Material supplied -
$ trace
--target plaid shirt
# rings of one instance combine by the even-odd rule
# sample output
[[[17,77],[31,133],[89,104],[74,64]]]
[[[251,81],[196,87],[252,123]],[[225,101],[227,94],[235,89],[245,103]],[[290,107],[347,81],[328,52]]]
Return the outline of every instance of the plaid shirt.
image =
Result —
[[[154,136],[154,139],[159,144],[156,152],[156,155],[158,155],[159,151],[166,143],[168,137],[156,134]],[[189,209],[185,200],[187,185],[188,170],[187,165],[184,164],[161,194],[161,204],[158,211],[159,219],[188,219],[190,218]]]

Stated task - Reproduce the records with every "plaid shirt" switched to "denim jacket" and all other text left unchanged.

Exercise output -
$ trace
--target denim jacket
# rings of one instance combine by the even-odd rule
# sample output
[[[17,77],[31,133],[89,104],[74,64]]]
[[[251,81],[196,87],[252,123]],[[225,101],[227,94],[235,89],[245,103]],[[290,107],[347,81],[328,52]]]
Return the outline of every instance of the denim jacket.
image =
Result —
[[[154,136],[154,139],[159,144],[156,152],[156,155],[158,155],[159,151],[166,143],[168,137],[156,134]],[[189,209],[185,200],[187,185],[188,170],[187,165],[184,164],[161,194],[161,204],[158,211],[159,219],[188,219],[190,218]]]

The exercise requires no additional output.